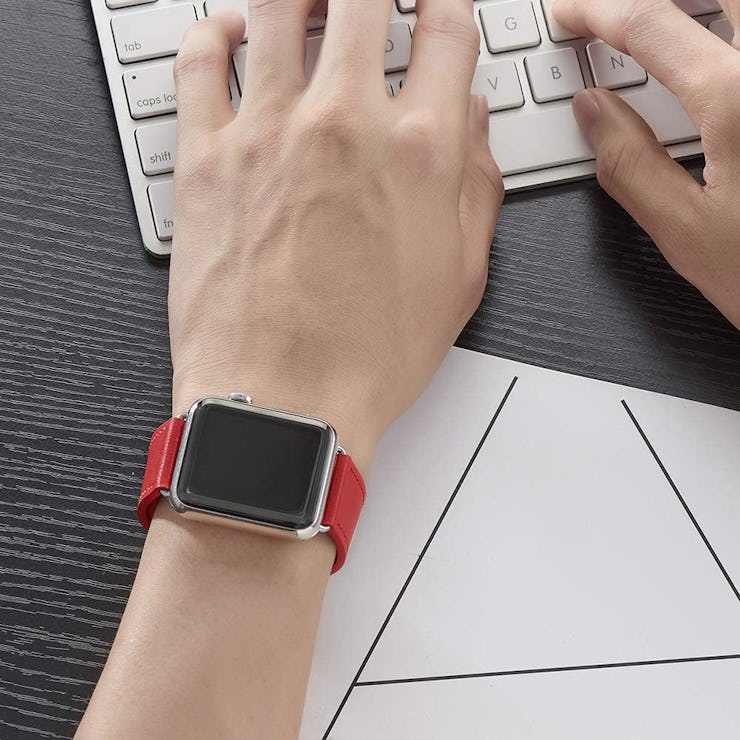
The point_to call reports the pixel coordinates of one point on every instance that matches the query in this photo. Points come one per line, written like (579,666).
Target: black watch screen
(245,462)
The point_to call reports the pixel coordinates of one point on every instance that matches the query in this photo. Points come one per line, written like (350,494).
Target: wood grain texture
(84,363)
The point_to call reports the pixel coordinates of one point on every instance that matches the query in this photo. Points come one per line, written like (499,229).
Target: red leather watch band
(343,506)
(159,467)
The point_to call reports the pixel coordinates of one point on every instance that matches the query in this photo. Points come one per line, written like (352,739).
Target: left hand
(330,241)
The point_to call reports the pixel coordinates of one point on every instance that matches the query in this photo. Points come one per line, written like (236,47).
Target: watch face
(245,462)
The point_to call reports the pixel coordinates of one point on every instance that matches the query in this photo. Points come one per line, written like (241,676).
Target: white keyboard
(529,69)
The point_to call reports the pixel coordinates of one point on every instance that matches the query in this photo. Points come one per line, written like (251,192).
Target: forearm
(217,637)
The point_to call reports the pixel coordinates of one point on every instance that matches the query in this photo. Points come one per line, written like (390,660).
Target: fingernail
(483,116)
(587,112)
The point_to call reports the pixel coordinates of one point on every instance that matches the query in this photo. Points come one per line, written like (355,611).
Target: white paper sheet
(566,546)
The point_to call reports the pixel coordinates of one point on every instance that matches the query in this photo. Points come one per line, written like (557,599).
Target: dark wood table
(84,363)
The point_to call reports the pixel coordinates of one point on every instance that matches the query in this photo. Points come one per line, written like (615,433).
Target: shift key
(157,144)
(151,91)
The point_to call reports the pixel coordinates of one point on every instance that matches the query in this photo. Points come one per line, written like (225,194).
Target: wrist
(357,430)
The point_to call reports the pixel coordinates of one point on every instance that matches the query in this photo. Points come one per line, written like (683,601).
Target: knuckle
(459,29)
(416,139)
(614,165)
(335,124)
(637,20)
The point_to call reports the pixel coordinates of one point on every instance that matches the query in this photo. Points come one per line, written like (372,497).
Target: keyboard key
(554,75)
(313,48)
(499,82)
(394,83)
(240,65)
(212,7)
(510,25)
(162,202)
(535,141)
(398,47)
(151,33)
(114,4)
(611,69)
(556,31)
(723,29)
(157,144)
(150,90)
(661,109)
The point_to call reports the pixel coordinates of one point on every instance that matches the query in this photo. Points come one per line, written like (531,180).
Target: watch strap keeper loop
(343,506)
(160,466)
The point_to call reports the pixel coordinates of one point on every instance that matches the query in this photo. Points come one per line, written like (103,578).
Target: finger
(443,56)
(202,72)
(482,191)
(639,174)
(354,44)
(678,51)
(731,9)
(276,51)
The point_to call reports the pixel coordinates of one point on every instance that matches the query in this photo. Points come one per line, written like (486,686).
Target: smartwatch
(230,461)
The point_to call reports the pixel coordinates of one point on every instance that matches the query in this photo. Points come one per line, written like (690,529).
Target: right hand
(696,227)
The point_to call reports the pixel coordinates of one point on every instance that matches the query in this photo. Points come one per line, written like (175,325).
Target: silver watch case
(244,403)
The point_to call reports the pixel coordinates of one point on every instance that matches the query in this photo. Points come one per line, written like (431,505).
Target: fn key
(162,201)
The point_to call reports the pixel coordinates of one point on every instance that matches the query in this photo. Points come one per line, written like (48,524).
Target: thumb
(637,171)
(482,191)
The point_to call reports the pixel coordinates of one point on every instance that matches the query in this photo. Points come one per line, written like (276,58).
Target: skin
(330,244)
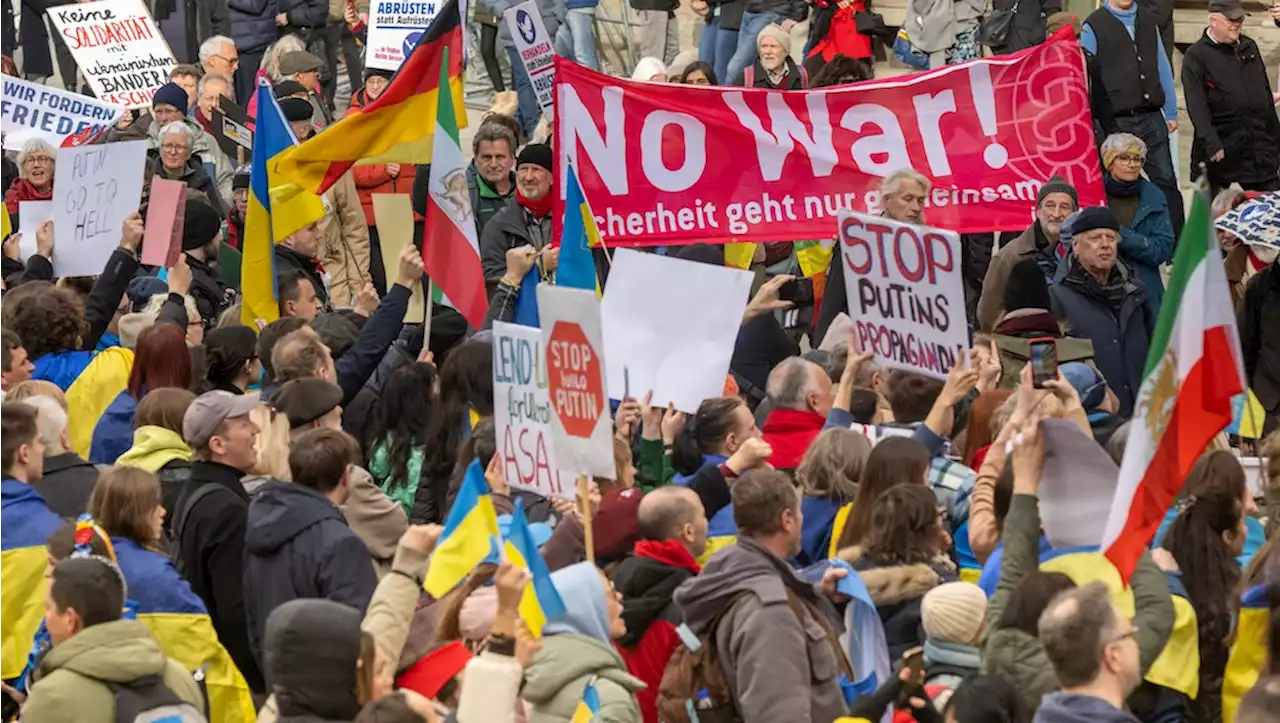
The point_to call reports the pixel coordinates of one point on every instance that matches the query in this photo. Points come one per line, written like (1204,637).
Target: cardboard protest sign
(905,292)
(522,412)
(394,28)
(95,190)
(167,211)
(668,164)
(535,49)
(572,348)
(670,326)
(32,111)
(118,47)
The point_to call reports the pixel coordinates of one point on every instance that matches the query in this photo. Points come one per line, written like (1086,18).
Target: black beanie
(1027,287)
(200,225)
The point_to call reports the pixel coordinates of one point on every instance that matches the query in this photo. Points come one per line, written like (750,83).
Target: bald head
(673,512)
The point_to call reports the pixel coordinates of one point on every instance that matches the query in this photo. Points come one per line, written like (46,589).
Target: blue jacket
(298,545)
(113,435)
(62,367)
(1148,242)
(1120,339)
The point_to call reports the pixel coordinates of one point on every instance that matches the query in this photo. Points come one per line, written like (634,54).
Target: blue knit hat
(170,94)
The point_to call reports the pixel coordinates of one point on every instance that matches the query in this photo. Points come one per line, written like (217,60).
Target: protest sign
(535,49)
(394,28)
(581,429)
(522,412)
(670,164)
(95,190)
(118,47)
(905,292)
(31,111)
(652,342)
(167,211)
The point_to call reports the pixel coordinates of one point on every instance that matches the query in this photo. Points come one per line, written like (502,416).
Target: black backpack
(149,700)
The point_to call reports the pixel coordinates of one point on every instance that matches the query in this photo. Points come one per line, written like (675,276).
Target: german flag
(400,126)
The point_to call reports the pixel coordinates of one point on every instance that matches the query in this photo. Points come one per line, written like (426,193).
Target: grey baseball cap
(211,410)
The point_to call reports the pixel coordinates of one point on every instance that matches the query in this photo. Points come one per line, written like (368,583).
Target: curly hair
(49,321)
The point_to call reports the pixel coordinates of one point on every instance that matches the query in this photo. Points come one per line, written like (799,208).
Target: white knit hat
(954,612)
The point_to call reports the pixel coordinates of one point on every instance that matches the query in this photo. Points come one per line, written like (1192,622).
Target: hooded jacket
(648,580)
(577,648)
(71,681)
(298,545)
(778,667)
(67,484)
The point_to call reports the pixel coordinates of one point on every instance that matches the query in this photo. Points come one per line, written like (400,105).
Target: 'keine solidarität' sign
(905,292)
(118,46)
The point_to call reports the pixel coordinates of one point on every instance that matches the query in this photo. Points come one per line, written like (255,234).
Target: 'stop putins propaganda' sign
(118,46)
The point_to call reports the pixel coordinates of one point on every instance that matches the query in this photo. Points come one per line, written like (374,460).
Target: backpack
(149,700)
(694,685)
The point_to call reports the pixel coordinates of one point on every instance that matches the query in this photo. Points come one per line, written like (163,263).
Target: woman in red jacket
(378,178)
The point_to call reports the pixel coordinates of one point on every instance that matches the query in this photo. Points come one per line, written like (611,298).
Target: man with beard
(1054,204)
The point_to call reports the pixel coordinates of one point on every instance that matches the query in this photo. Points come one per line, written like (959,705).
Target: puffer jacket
(897,591)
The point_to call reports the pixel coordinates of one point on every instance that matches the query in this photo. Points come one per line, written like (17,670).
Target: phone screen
(1043,360)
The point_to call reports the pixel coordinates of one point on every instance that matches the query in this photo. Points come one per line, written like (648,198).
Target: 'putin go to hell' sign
(581,430)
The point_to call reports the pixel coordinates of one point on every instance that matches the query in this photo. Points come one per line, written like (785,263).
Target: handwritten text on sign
(522,411)
(118,46)
(905,293)
(95,188)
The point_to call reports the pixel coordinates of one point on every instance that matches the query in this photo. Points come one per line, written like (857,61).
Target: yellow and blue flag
(179,622)
(589,707)
(26,522)
(540,600)
(277,210)
(579,236)
(469,535)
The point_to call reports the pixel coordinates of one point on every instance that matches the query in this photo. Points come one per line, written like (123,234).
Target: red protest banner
(668,164)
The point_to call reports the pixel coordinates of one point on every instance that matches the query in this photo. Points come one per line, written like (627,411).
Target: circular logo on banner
(411,42)
(526,27)
(574,379)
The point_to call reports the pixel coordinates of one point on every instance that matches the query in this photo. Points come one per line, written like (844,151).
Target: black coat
(1229,100)
(213,559)
(298,545)
(67,484)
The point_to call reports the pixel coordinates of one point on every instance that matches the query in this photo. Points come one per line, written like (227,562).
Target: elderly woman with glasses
(35,177)
(176,163)
(1146,227)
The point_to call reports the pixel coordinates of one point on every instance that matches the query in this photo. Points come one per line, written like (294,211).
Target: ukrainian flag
(540,602)
(1248,650)
(589,707)
(179,622)
(579,236)
(277,210)
(26,522)
(469,535)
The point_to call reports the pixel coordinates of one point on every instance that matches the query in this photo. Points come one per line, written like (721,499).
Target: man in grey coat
(777,635)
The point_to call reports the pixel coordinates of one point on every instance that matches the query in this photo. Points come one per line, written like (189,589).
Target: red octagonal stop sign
(574,379)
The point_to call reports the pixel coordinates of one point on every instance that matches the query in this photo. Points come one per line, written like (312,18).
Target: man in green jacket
(94,649)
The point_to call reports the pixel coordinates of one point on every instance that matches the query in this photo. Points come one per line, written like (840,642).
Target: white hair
(178,127)
(214,46)
(51,421)
(35,146)
(892,182)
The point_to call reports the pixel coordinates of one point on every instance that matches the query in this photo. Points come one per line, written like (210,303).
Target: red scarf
(539,209)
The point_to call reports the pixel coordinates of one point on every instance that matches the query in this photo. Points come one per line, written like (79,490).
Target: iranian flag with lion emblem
(1193,370)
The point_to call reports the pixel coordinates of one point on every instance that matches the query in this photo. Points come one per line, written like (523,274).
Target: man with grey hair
(1096,655)
(800,396)
(68,479)
(903,196)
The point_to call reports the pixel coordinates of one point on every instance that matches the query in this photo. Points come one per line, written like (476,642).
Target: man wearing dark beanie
(528,218)
(1055,201)
(1102,301)
(201,239)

════════════════════

Within the material above, copy exactly the lines from the line that holds "Target: knuckle" up to and including the line that holds "written like (372,497).".

Target: knuckle
(459,29)
(416,139)
(614,165)
(335,124)
(637,20)
The point_to call reports the pixel coordinates of one point on every instance that matches the query in this photo. Points come one per line, written like (372,497).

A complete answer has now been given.